* Task:
Extract, exactly as written, all lines of the material below from the line that includes "Annotate every instance of the yellow" through its last line.

* Entries shown:

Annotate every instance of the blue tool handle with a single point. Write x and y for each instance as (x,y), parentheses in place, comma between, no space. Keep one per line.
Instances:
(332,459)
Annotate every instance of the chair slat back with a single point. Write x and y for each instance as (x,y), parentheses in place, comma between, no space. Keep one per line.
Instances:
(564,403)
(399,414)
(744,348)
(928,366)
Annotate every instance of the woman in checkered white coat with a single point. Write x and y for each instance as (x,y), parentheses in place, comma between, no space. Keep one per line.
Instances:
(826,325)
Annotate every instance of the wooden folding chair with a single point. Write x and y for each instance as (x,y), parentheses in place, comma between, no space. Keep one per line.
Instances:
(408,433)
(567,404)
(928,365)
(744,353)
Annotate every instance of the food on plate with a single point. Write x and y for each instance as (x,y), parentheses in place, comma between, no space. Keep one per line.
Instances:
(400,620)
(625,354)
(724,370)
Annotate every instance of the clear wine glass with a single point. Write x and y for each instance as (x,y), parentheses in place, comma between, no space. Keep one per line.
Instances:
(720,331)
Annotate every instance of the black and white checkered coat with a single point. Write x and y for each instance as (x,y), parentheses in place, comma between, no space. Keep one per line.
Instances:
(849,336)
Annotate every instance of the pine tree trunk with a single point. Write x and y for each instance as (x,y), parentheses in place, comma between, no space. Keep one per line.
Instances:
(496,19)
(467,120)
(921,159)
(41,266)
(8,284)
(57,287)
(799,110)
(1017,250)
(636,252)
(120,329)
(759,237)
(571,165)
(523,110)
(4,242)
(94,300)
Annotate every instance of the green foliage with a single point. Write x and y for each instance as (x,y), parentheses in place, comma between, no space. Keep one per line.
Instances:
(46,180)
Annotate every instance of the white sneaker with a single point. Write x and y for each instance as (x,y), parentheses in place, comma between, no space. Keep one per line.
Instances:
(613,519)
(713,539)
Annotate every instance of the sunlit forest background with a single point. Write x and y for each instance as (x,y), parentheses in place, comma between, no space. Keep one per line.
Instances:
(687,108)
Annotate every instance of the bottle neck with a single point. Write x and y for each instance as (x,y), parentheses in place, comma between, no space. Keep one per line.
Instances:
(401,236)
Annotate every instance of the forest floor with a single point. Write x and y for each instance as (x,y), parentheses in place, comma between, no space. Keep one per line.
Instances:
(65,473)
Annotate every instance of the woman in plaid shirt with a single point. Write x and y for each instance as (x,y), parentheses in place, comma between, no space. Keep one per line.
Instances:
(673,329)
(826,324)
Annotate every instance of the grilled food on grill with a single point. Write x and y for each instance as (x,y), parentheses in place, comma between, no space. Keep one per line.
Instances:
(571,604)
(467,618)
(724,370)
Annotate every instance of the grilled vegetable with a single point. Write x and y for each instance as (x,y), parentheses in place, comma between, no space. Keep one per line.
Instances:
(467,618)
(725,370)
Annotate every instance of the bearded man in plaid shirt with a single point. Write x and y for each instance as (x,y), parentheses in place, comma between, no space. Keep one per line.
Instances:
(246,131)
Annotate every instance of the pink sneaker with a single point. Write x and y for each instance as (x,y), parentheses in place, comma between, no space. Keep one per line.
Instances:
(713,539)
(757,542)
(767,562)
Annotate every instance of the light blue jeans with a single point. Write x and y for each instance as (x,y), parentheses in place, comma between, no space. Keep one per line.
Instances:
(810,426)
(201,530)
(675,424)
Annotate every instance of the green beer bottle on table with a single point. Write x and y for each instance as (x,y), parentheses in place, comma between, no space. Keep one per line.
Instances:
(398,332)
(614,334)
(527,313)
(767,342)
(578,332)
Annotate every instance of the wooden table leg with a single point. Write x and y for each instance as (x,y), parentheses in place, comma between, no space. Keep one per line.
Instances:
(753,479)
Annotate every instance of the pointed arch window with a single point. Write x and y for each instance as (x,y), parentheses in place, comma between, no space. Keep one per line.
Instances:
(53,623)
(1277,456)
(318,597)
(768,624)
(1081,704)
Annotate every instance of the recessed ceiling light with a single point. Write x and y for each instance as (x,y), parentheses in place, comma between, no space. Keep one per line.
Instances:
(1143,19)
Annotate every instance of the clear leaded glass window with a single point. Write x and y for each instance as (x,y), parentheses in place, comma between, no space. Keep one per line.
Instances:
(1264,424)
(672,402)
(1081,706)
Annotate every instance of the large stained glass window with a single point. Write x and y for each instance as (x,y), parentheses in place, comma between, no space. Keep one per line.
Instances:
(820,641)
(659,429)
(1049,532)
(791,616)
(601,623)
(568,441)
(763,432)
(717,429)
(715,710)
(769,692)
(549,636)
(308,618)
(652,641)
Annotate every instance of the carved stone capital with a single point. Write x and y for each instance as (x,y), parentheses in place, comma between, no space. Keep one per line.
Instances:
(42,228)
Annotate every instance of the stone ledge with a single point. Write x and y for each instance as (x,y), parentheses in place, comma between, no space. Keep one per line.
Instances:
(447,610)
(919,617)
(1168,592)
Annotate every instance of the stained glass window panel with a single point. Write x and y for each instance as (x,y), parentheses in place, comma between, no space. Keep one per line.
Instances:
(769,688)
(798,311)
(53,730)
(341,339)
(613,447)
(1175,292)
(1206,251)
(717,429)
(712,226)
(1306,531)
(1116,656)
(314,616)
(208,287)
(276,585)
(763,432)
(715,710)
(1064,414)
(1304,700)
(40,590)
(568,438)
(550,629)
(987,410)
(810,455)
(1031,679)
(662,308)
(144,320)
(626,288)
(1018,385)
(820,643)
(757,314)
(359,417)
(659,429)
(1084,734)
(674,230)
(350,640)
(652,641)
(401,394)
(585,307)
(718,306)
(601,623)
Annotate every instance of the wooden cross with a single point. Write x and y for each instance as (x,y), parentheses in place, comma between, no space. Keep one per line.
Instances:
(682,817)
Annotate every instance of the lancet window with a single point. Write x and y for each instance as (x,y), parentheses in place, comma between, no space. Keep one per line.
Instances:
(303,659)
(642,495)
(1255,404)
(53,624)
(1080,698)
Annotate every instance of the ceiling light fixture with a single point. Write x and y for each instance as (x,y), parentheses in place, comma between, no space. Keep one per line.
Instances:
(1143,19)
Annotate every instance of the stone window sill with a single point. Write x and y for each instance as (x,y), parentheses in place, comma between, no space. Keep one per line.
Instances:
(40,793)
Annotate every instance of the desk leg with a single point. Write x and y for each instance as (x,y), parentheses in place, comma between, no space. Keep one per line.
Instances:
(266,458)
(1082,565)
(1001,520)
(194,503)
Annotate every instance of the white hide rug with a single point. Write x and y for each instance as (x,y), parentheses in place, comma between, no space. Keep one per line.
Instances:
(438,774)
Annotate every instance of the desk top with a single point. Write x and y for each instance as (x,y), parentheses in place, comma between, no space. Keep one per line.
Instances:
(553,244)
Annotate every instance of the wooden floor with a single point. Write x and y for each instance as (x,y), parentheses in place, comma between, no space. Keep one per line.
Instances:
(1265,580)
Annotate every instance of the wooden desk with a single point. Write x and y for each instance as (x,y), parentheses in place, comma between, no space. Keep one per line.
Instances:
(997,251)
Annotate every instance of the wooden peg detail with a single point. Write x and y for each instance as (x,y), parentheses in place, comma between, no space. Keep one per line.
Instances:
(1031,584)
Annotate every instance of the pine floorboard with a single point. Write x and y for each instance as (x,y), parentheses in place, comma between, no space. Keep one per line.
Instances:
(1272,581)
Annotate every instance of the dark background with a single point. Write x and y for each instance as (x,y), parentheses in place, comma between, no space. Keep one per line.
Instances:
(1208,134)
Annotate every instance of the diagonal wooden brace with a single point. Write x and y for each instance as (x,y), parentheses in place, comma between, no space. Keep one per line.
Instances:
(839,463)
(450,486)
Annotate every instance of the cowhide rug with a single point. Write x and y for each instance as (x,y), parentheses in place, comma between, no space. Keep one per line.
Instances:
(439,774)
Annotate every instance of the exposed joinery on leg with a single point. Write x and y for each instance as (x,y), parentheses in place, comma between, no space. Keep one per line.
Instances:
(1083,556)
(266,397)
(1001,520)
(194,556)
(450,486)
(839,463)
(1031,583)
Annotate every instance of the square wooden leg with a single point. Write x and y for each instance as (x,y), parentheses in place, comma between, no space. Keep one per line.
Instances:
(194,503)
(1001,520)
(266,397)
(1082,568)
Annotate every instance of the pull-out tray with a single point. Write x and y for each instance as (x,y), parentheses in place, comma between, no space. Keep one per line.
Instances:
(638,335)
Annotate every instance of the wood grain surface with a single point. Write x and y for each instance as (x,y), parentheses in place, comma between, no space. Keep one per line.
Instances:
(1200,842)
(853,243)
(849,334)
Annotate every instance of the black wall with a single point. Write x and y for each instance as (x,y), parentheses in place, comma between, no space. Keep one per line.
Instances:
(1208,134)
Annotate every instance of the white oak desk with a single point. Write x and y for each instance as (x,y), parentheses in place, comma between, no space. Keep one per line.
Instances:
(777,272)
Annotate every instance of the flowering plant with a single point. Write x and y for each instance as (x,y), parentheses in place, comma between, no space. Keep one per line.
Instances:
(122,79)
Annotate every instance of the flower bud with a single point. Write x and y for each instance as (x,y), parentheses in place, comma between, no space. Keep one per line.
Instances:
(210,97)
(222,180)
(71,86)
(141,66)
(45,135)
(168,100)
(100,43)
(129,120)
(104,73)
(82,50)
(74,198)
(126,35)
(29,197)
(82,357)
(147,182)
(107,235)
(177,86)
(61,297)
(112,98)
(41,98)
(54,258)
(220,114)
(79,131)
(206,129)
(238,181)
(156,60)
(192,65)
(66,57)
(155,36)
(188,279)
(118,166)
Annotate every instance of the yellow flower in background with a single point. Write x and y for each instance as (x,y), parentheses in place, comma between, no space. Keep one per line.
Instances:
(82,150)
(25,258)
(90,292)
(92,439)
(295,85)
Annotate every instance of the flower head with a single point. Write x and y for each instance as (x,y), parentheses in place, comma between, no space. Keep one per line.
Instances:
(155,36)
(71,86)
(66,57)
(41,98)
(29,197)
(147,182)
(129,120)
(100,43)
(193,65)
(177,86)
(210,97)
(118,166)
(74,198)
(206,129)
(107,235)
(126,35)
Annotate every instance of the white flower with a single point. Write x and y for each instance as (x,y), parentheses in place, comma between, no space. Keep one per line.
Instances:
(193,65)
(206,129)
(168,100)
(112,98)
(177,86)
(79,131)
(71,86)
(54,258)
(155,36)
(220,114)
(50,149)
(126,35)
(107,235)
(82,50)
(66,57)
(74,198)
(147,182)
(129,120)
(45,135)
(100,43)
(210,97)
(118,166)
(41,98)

* Written answer:
Annotate every instance of the yellow flower in background with a single point. Write x and y for each instance as (x,y), parentheses in place, comma between, no space. Keep one per line.
Instances:
(82,150)
(25,258)
(90,292)
(92,439)
(295,85)
Annotate every instance of the flower head with a single point. Write x and y for each instance as (x,y), parentheses in place, comma between, no space. Keep one per line.
Instances:
(155,36)
(71,86)
(66,57)
(41,98)
(29,197)
(147,182)
(129,120)
(100,43)
(193,65)
(177,86)
(210,97)
(118,166)
(74,198)
(206,129)
(107,235)
(126,35)
Annotate every instance of the white flower with a single point. Write x and y for each instance as (x,y), parentheses in place, comma between, no space. Keep one per line.
Instances:
(193,65)
(206,129)
(168,100)
(112,98)
(177,86)
(79,131)
(71,86)
(54,258)
(155,36)
(220,114)
(50,149)
(126,35)
(107,235)
(82,50)
(66,57)
(74,198)
(147,182)
(129,120)
(45,135)
(100,43)
(210,97)
(118,166)
(41,98)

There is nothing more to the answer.